*Task details*
The news article below covers the Bukidnon lockdown. List the food-related operations that Dar asked local government units to keep going.
Passage provided Start Marker
Allow food firms in Bukidnon to operate – DA

April 16, 2020
Louise Maureen Simeon (The Philippine Star) |

MANILA, Philippines — The Department of Agriculture is appealing to Bukidnon to allow continued food production after the province was placed under total lockdown.

Agriculture Secretary William Dar appealed anew to local government units to reconsider policies in ensuring continued operations related to food production, processing, transport and trade in a bid to prevent supply disruptions and price spikes.

Dar appealed to Bukidnon Gov.  Jose Maria Zubiri who placed the entire province under total lockdown following its first positive coronavirus disease 2019 or COVID-19 case.

Bukidnon imposed a strict home quarantine for all residents and allowed essential establishments to operate under strict safety precautions.

Two major sugar mills, Crystal Sugar Co. Inc. and Bukidnon Sugar Milling Co., have shut down operations as a result of the directive.

Combined, the mills produce 82 percent of Mindanao’s total sugar output and 16 percent of the country’s total production.

Banana and pineapple plantations were also barred from operating during the two-week lockdown.

Dar said such restrictive policy would only result in artificial shortage and price spikes.

“Subsequently, disruption in the operations will have a negative impact on the supply chain and will ultimately result in the financial dislocation of thousands of their employees,” Dar said.

Currently, there are about 19,000 employees who work at the two sugar mills and several banana and pineapple companies in Bukidnon.

Dar also urged provincial governors, city and municipal mayors in Luzon, Visayas and Mindanao to allow their respective farmers, fishers, and workers in food processing and manufacturing facilities to continue to do their jobs, provided they strictly observe physical distancing, health and sanitation measures.

“We appeal for deeper understanding of the importance of the unhampered movement of food and agricultural workers in minimizing the economic impact of the COVID pandemic,” he said.
Passage provided End Marker
Recorded data Start Marker
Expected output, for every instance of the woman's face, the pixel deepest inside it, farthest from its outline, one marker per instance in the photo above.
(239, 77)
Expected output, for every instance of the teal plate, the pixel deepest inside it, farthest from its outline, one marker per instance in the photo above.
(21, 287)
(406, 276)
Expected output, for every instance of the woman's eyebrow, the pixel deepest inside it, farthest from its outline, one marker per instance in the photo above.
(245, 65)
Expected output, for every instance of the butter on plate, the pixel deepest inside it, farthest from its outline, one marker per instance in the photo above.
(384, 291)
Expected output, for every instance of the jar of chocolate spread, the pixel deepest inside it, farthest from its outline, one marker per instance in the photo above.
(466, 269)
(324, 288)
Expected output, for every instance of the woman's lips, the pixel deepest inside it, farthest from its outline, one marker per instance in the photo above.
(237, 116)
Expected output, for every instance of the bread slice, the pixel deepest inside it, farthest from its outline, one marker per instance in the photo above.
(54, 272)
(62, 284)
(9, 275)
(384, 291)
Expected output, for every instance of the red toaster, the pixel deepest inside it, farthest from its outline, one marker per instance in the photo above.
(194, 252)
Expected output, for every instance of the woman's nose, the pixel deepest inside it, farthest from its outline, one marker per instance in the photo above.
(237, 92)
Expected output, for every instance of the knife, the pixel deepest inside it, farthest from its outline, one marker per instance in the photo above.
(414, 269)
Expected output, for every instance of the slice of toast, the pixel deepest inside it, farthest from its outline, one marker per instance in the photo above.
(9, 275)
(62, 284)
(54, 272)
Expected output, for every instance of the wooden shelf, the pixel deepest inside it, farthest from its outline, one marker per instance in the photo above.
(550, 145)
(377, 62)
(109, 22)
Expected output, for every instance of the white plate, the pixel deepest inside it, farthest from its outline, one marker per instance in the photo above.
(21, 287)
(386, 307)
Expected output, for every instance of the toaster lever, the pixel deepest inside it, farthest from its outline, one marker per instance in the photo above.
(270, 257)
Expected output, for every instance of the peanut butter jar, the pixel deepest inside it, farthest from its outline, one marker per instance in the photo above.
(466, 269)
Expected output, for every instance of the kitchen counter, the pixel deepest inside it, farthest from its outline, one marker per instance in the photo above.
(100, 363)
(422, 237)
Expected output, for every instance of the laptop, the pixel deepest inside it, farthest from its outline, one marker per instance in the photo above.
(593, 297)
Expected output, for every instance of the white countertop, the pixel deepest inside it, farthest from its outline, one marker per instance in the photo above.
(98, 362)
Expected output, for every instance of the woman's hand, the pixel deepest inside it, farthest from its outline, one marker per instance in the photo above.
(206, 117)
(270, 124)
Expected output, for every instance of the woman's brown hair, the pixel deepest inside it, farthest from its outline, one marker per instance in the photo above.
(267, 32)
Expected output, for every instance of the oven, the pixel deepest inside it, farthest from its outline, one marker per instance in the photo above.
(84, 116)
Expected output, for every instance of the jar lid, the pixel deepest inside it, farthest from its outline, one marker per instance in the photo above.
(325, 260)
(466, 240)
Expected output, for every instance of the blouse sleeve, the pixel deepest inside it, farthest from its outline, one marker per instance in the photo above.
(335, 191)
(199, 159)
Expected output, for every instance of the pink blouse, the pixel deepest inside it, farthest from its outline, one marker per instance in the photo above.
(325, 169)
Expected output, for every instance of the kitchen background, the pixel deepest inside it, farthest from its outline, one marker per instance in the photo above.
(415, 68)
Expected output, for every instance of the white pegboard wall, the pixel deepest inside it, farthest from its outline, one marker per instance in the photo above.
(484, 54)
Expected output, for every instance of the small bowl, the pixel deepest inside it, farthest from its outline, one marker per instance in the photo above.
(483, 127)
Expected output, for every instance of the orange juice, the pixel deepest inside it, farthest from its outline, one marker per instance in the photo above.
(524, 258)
Recorded data End Marker
*Written response*
- Production
- Processing
- Transport
- Trade